— WORK TO COMPLETE —
Please edit the data below, changing "concrete wall" to "brick wall" and keeping every other part the same. Leave the pictures out of your answer.

====== EXERCISE INPUTS ======

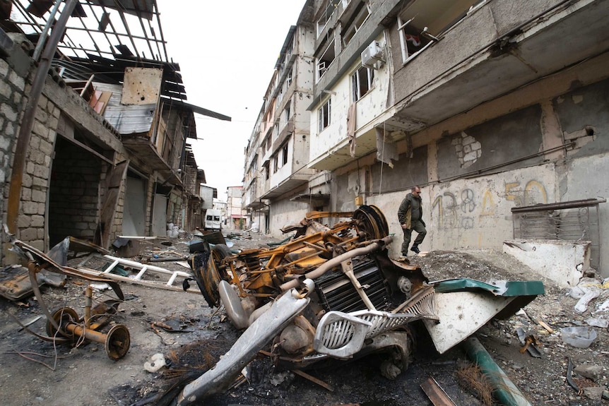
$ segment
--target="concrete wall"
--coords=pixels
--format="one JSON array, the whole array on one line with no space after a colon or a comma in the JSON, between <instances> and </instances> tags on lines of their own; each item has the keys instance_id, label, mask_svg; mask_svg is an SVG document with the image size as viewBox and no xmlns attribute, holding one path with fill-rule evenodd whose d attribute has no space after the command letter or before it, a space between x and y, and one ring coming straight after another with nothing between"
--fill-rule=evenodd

======

— SOLUTION TO THE PROBLEM —
$ segment
--target="brick wall"
--coords=pixels
--format="one JSON array, the whole array on one line with no space after a colon or a comma in the JSON, between <instances> and </instances> tags on lines of their own; each item has the keys instance_id, label, mask_svg; mask_svg is an SVG document with the image size as viewBox and no xmlns attribute, holding one path with fill-rule evenodd whose d attribute has no space after the command letter or before it, a space between x and y, and one ring coming straight after another with nothing between"
--fill-rule=evenodd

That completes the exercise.